### The request
Locate each line in the records that contains the string "rice", and copy those lines out in full.

=====

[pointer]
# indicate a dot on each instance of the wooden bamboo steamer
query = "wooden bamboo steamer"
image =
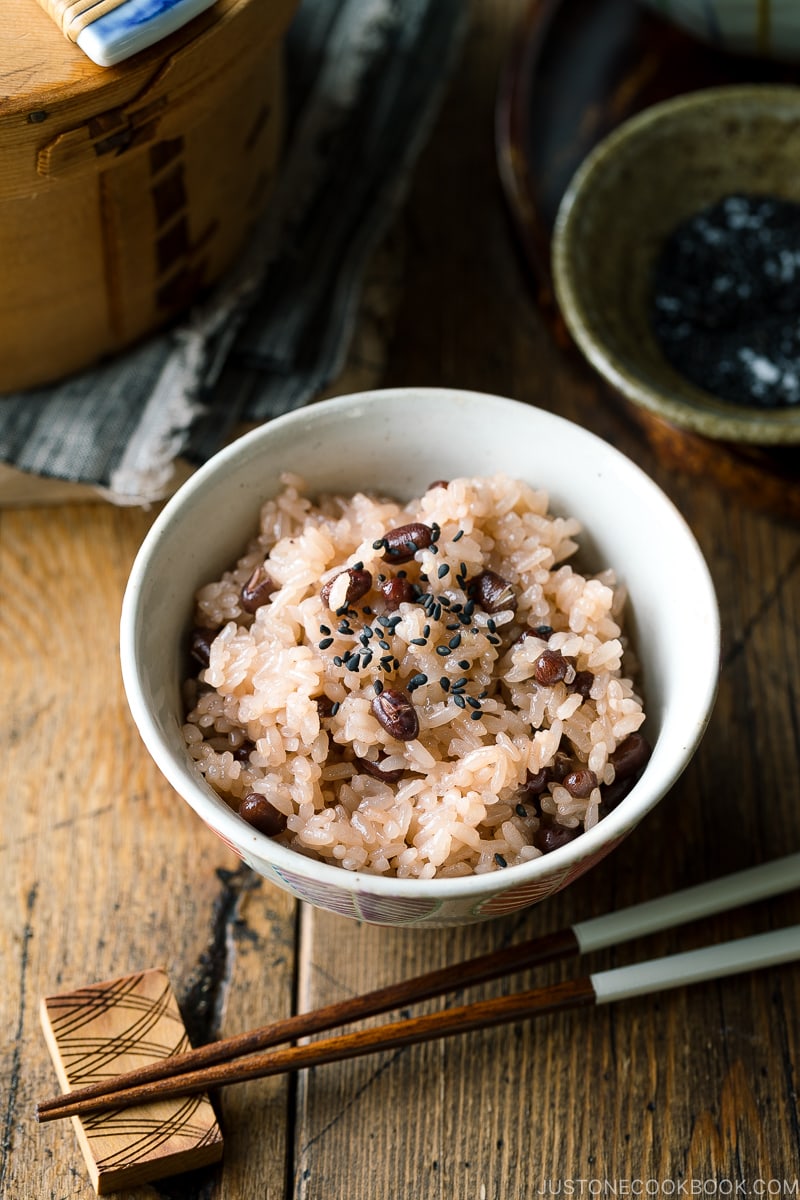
(126, 191)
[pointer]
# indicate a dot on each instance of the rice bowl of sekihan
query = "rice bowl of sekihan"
(410, 653)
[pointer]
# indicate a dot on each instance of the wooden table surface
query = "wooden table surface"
(106, 871)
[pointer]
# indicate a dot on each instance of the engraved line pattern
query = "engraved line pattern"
(86, 1059)
(90, 1049)
(146, 1134)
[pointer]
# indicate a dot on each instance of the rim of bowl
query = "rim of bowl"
(217, 814)
(725, 421)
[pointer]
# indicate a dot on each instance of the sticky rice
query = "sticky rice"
(415, 703)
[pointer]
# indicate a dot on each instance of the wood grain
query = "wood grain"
(698, 1087)
(109, 1027)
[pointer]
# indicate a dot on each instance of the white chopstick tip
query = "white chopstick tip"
(698, 966)
(722, 894)
(136, 25)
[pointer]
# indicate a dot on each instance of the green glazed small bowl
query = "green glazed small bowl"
(651, 173)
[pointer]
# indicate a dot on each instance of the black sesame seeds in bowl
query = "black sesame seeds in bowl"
(427, 713)
(674, 257)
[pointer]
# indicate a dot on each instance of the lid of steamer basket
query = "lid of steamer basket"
(60, 113)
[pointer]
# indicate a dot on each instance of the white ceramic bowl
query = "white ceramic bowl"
(397, 442)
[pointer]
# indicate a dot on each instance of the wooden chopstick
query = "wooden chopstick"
(605, 987)
(717, 895)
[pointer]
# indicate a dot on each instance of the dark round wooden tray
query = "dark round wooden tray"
(577, 70)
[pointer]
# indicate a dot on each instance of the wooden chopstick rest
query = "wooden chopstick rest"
(602, 988)
(106, 1029)
(612, 929)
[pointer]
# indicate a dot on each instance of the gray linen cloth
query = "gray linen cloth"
(365, 81)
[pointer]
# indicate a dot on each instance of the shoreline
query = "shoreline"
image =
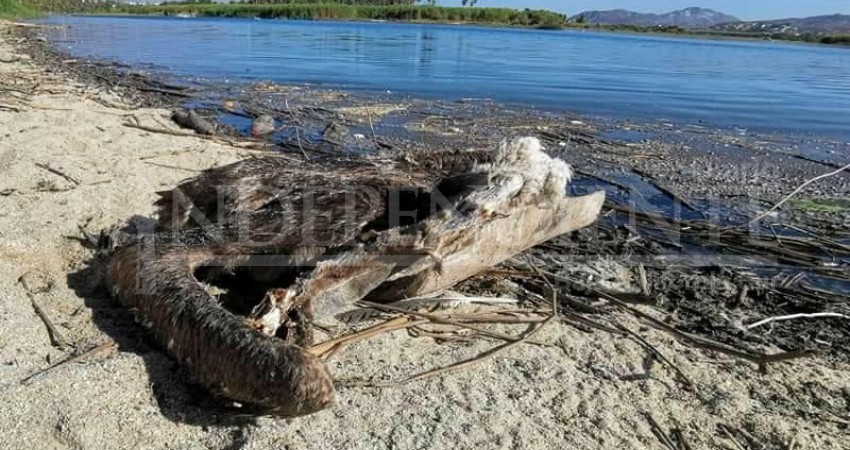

=====

### Problem solution
# indicate a dot on each instance of the rice bowl of sekihan
query = "rice bowl of sekihan"
# indicate a dot on each instance of the sticky rice
query = "sticky rice"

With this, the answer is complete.